Photo-based referring expression data:
+++

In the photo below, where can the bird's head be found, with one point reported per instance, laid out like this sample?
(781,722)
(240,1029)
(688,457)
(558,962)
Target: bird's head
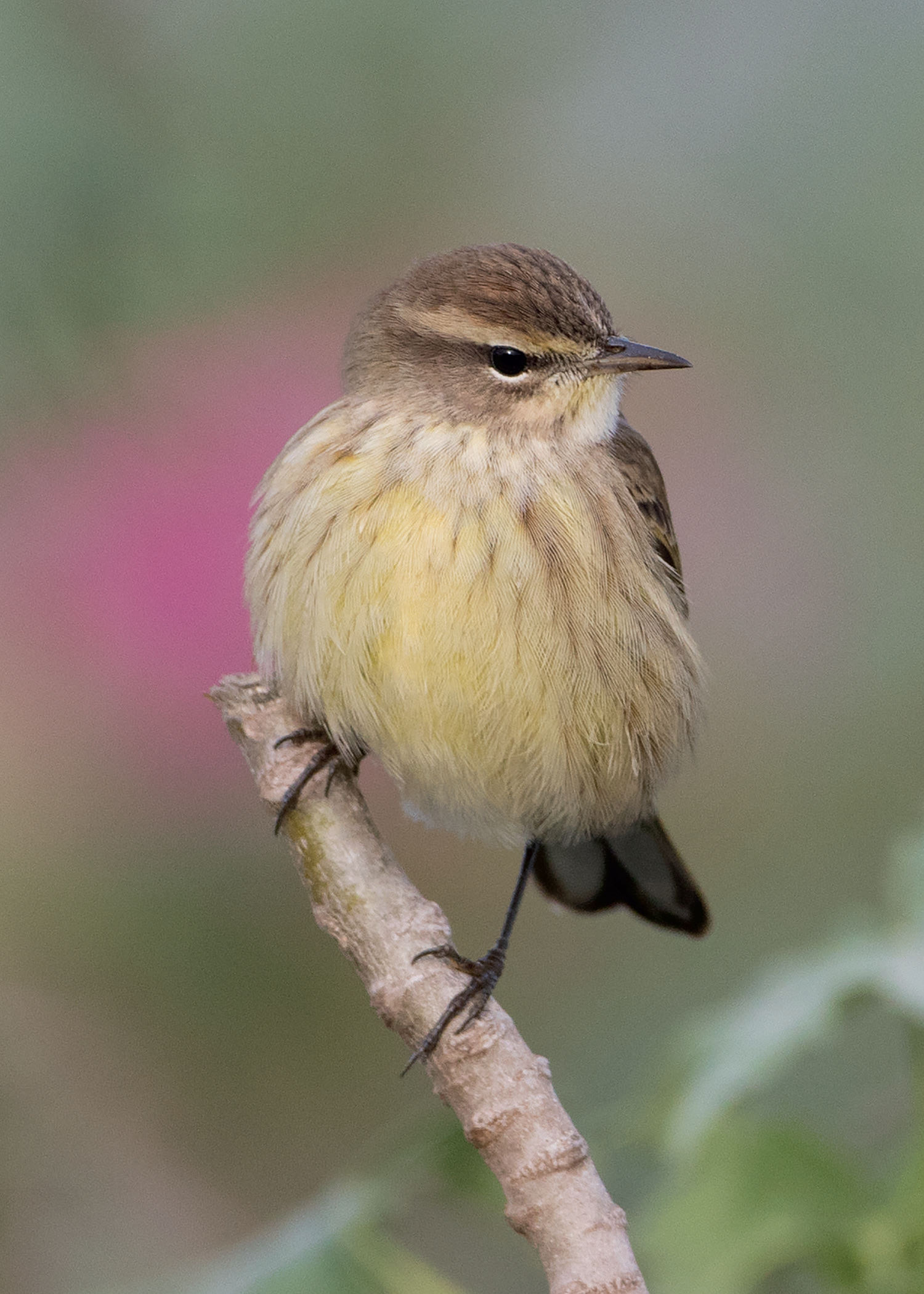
(501,337)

+++

Exercise description
Restate the preceding entries in full, word for word, with the pictures removed.

Output below
In the photo below, where can the bird's head be found, with one point reported per instance, laid out like this sample?
(781,722)
(240,1029)
(688,457)
(558,962)
Target: bird's head
(501,337)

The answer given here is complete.